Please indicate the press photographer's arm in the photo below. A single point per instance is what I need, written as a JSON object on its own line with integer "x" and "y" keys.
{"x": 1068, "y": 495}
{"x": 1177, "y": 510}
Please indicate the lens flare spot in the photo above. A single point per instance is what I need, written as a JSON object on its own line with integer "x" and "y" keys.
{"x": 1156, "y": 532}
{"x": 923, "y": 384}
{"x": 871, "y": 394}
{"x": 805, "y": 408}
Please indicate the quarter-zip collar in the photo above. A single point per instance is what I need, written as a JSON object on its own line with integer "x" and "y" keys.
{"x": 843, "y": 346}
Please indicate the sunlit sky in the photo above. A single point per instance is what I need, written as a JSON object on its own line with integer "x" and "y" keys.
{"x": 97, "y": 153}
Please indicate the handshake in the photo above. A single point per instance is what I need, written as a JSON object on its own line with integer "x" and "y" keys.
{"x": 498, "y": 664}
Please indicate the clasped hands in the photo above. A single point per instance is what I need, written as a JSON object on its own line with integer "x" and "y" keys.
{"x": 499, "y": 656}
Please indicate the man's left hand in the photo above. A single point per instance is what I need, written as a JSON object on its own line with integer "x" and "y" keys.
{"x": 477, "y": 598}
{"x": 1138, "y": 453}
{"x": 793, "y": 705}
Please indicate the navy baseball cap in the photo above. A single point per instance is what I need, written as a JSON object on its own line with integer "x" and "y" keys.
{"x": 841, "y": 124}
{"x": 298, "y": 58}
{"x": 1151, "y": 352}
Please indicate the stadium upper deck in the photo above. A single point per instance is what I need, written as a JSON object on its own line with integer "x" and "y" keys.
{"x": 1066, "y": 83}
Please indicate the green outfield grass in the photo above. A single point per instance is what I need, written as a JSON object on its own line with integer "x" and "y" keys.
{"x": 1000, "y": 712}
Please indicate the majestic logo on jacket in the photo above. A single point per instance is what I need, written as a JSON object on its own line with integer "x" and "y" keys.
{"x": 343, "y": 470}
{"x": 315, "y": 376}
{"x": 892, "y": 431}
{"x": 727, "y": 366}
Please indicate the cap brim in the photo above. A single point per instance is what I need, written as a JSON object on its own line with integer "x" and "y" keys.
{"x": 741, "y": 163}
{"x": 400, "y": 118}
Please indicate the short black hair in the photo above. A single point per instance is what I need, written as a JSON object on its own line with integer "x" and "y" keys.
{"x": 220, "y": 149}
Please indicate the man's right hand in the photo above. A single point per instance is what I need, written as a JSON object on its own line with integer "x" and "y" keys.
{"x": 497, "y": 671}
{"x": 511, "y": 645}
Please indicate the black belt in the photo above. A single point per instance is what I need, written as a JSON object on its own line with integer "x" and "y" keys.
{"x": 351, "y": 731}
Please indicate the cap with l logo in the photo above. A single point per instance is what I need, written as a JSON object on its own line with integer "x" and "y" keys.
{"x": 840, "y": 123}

▬▬▬

# TASK DESCRIPTION
Rescale every entry line from the line containing "Please indicate the black" through the last line of the entries, inclusive, and output only those lines with the requests included. Multiply each x and y point coordinate in the answers by 1.55 and round to whole numbers, with halves rounded up; leave the request text unchanged.

# ANSWER
Please indicate the black belt in the photo above. A single point per instance is what I need, written as a JSON object on its own line with integer "x" and "y" keys.
{"x": 544, "y": 1133}
Please indicate the cap with l logo in the photo above. A single point per instance is what I need, written as a JSON object on its own line with integer "x" and "y" keys.
{"x": 1302, "y": 191}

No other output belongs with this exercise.